WHAT YOU NEED TO DO: Count the lines in the records below that contain the string "band". Reply with the number alone.

RECORDS SUPPLIED:
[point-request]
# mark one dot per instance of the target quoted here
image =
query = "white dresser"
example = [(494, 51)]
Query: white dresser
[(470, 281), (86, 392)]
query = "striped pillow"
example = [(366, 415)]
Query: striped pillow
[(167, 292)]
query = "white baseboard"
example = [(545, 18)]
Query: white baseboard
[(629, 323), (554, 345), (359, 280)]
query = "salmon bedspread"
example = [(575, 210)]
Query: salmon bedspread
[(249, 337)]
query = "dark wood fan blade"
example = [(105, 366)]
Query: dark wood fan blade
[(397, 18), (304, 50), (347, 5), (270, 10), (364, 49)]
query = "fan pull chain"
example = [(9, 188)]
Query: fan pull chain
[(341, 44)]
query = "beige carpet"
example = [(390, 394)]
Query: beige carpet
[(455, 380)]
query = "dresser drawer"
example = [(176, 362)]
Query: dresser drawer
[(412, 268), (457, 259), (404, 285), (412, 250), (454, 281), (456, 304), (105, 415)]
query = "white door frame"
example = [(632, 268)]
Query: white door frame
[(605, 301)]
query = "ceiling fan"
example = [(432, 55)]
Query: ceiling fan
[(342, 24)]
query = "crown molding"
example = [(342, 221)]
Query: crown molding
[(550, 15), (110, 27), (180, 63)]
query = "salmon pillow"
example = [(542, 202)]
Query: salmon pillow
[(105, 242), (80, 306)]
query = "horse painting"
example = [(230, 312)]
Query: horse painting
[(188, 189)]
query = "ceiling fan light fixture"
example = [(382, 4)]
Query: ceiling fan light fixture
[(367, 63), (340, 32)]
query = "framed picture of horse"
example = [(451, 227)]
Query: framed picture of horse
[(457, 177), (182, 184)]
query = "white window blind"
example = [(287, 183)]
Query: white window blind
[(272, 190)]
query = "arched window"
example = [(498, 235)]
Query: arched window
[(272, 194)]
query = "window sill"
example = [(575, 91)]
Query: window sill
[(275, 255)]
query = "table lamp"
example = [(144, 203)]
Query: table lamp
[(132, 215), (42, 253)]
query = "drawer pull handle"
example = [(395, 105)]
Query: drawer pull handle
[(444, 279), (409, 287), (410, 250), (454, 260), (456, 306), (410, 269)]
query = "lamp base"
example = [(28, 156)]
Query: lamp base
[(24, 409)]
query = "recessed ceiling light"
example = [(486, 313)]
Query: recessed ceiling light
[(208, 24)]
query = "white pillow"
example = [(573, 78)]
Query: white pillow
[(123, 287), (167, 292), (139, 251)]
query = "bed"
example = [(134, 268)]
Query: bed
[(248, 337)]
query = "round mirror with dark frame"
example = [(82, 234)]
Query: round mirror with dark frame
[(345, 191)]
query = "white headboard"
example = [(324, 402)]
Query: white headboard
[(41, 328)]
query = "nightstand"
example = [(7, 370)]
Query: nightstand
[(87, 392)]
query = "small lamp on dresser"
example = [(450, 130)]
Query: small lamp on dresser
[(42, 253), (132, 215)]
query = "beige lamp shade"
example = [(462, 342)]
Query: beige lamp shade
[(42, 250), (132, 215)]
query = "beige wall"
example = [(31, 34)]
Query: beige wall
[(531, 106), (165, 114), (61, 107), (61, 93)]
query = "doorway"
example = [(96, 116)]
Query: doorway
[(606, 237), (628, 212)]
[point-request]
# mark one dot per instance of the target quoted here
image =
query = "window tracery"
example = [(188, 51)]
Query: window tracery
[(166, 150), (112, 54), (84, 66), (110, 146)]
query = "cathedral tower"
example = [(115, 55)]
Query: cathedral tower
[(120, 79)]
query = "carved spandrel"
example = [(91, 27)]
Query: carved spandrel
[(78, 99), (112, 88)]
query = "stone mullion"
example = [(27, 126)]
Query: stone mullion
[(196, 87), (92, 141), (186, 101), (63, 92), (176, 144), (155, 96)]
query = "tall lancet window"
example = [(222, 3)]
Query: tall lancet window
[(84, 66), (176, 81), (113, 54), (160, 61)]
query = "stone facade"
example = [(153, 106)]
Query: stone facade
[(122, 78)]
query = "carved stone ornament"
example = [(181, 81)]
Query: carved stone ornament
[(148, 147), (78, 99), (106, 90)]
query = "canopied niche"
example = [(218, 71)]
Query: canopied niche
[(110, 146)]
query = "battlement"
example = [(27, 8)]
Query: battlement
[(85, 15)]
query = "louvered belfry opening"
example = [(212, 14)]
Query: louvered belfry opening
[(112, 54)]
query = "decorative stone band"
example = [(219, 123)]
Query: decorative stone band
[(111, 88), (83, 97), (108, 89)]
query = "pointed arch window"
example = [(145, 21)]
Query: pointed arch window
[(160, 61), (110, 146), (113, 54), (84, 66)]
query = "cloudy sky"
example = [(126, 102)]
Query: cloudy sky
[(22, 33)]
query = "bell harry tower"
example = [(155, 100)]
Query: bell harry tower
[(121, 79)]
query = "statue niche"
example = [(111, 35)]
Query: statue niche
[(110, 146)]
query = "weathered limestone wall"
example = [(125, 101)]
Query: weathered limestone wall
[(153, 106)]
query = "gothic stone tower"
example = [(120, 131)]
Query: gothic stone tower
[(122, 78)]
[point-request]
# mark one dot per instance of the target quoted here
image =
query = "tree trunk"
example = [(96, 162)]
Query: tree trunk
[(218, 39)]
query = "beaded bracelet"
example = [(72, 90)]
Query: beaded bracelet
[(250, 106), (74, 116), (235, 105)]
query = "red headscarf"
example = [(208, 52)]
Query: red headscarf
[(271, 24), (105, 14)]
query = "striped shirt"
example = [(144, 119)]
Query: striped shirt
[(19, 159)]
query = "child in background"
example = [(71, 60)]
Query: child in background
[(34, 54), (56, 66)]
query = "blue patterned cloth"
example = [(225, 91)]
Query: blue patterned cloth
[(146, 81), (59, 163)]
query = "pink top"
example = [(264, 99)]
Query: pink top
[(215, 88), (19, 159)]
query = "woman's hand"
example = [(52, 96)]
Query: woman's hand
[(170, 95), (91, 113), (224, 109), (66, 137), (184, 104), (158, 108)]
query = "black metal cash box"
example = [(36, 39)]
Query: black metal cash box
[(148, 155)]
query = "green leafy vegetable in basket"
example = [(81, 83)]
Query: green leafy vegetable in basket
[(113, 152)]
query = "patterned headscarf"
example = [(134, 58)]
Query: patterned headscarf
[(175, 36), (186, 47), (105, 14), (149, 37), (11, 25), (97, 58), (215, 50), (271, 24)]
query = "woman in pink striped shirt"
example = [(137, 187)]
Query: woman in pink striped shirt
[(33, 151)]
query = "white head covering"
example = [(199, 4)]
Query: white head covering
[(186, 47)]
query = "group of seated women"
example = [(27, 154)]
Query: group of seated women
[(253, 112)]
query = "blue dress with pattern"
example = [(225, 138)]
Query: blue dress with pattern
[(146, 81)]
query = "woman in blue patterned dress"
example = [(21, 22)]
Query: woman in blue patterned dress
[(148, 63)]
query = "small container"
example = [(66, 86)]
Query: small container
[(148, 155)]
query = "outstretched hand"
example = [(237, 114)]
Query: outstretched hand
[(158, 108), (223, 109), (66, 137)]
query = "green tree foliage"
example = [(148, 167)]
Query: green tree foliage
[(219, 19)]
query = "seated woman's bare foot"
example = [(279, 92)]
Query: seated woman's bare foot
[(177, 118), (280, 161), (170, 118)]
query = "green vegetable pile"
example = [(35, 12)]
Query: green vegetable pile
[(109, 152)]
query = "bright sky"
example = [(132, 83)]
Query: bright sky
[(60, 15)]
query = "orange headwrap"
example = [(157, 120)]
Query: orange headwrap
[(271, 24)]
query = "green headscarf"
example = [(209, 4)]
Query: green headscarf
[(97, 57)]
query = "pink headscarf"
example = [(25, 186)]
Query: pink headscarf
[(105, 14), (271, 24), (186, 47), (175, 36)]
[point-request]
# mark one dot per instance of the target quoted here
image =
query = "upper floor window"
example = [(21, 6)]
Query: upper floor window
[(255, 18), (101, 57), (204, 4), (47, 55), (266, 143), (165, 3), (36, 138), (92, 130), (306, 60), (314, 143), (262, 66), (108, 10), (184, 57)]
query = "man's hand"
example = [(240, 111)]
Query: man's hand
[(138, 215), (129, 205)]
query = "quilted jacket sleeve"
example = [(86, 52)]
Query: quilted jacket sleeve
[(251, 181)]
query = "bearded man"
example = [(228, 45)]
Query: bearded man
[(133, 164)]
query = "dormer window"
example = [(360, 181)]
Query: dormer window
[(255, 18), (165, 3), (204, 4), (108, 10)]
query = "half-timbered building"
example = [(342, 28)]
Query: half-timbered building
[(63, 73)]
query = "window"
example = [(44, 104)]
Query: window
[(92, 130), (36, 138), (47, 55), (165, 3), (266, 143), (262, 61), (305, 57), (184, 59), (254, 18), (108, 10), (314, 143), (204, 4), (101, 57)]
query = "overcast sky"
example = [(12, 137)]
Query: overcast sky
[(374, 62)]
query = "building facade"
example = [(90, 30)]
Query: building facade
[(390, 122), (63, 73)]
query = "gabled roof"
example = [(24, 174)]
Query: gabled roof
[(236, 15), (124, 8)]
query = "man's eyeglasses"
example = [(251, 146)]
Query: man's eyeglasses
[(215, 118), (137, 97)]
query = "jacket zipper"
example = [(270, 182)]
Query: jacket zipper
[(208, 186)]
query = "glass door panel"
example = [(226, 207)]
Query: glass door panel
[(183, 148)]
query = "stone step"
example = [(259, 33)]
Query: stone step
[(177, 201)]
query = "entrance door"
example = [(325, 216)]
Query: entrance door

TASK OUTPUT: 2